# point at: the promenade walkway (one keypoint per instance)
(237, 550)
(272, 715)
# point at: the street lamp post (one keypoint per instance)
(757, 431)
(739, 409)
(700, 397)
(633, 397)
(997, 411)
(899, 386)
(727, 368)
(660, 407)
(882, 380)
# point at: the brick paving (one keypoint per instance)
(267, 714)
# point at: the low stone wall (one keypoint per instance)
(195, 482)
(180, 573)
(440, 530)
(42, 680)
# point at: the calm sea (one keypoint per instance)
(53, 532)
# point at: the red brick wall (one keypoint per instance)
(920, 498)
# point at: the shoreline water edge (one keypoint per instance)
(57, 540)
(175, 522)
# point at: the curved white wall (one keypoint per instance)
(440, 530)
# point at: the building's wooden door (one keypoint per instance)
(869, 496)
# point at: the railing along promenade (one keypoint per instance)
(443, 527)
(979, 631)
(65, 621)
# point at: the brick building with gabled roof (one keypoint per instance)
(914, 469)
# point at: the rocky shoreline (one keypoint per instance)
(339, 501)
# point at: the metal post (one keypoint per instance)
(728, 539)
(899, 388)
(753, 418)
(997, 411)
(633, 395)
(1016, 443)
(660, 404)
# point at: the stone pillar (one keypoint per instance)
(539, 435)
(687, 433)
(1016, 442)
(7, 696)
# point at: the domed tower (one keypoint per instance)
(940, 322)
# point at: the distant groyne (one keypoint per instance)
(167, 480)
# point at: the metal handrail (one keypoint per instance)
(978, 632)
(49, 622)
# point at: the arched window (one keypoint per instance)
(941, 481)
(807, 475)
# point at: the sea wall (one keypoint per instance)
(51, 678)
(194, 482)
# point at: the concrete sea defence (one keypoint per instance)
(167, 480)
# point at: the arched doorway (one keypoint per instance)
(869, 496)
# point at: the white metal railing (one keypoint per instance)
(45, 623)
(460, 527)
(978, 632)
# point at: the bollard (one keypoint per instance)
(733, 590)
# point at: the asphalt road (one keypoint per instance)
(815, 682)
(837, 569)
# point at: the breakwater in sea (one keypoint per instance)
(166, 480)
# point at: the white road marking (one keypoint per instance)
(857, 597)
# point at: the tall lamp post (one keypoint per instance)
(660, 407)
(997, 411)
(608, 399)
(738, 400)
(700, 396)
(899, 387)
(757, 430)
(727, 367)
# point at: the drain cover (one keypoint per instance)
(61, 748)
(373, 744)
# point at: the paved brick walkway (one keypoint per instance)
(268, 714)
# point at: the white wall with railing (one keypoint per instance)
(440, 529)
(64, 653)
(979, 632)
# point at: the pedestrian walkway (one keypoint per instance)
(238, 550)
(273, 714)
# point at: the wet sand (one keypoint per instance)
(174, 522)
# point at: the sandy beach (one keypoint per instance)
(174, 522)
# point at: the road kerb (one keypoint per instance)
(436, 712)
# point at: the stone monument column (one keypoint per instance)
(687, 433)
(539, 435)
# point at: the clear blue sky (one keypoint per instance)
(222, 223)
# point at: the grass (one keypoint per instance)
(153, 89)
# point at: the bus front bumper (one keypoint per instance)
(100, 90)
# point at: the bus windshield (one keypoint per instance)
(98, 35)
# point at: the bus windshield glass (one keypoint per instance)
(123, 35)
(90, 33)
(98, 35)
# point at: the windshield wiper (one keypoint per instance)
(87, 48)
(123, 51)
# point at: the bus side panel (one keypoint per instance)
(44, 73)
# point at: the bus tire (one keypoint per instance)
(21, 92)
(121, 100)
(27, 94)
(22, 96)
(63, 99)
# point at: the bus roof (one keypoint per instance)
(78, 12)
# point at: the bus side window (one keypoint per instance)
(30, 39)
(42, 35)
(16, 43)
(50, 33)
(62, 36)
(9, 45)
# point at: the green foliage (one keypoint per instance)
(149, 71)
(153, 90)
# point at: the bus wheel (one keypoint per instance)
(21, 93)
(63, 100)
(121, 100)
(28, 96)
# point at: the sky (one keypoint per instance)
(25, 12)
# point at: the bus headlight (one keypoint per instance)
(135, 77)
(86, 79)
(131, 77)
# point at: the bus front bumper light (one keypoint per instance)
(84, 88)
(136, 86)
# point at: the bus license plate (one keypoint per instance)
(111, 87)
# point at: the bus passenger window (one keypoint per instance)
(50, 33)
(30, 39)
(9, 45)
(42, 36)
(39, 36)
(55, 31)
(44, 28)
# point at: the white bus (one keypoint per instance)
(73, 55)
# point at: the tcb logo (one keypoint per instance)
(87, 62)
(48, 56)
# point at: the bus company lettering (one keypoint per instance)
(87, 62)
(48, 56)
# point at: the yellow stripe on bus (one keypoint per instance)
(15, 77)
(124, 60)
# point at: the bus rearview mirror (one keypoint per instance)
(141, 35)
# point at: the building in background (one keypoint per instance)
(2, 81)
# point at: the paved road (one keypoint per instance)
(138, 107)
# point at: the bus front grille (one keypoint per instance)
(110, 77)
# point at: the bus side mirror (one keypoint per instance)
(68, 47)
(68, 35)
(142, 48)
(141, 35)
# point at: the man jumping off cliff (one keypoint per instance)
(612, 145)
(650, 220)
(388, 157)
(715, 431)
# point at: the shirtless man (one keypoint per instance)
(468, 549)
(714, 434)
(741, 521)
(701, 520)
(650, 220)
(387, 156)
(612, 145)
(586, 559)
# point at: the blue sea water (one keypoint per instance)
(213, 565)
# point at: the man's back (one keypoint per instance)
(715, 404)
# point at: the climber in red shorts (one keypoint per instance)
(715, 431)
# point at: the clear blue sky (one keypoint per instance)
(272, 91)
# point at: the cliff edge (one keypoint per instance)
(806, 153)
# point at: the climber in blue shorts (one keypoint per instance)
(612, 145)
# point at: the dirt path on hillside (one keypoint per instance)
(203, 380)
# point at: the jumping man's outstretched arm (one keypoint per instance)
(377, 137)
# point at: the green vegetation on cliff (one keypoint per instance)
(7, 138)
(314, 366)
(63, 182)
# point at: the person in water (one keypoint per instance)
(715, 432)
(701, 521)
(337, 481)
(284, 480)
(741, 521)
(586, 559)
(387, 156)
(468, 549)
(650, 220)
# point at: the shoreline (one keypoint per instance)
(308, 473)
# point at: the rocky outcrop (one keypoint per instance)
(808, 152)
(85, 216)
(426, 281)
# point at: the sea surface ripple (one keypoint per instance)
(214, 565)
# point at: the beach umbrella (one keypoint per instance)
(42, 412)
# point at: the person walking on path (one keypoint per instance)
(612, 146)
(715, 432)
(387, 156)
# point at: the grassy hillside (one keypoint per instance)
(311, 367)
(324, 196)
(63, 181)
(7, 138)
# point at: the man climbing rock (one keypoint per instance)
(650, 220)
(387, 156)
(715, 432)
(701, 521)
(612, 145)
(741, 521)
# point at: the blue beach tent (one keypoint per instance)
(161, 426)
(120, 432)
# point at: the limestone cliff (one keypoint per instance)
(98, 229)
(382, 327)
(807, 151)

Your objective ->
Repeat exactly the lines starting at the line with "# point at: the bus side mirror" and ending with the final line of the entries. Include nothing else.

Written solution ->
# point at: the bus side mirror (one keypoint per instance)
(68, 47)
(68, 35)
(142, 48)
(141, 35)
# point at: the man jumping off cliff (one keypoint per instance)
(612, 145)
(650, 220)
(388, 157)
(715, 431)
# point at: the shirtless man (one keypoint per instance)
(468, 549)
(714, 434)
(741, 521)
(701, 520)
(650, 220)
(387, 156)
(612, 145)
(586, 559)
# point at: the blue sea water (one keypoint per instance)
(213, 565)
# point at: the man's back (one keypoint per instance)
(715, 404)
# point at: the climber in red shorts (one keypoint per instance)
(715, 431)
# point at: the clear blue sky (one keypoint per instance)
(272, 91)
# point at: the cliff edge (one keypoint per instance)
(806, 153)
# point at: the climber in blue shorts (one keypoint per instance)
(612, 145)
# point at: the dirt path on hillside (one keypoint per instance)
(203, 380)
# point at: the jumping man's outstretched arm (one keypoint per instance)
(377, 137)
# point at: the green vegetation on cliff (one keypoint per instance)
(7, 138)
(314, 366)
(63, 182)
# point at: the person in water (one keypoint per instance)
(715, 432)
(701, 521)
(337, 481)
(284, 480)
(741, 521)
(586, 559)
(387, 156)
(468, 549)
(650, 220)
# point at: the shoreline (one keypoint per instance)
(308, 473)
# point at: the rocky outcrop (one keypoint per instance)
(808, 152)
(85, 216)
(426, 281)
# point at: the sea surface ripple (one keypoint per instance)
(214, 565)
# point at: the beach umbrella (one keypoint per instance)
(42, 412)
# point at: the person walking on path (one keypoint per instance)
(612, 146)
(715, 432)
(387, 156)
# point at: the grassy hillside (one keypoint per instance)
(311, 367)
(324, 196)
(63, 181)
(7, 138)
# point at: the man climbing rock (one keypoint per instance)
(650, 220)
(387, 156)
(715, 432)
(701, 521)
(612, 145)
(741, 521)
# point at: the blue beach tent (one keypoint per instance)
(161, 426)
(120, 432)
# point at: the limestone cliff (one keypoint per instance)
(98, 229)
(382, 327)
(807, 151)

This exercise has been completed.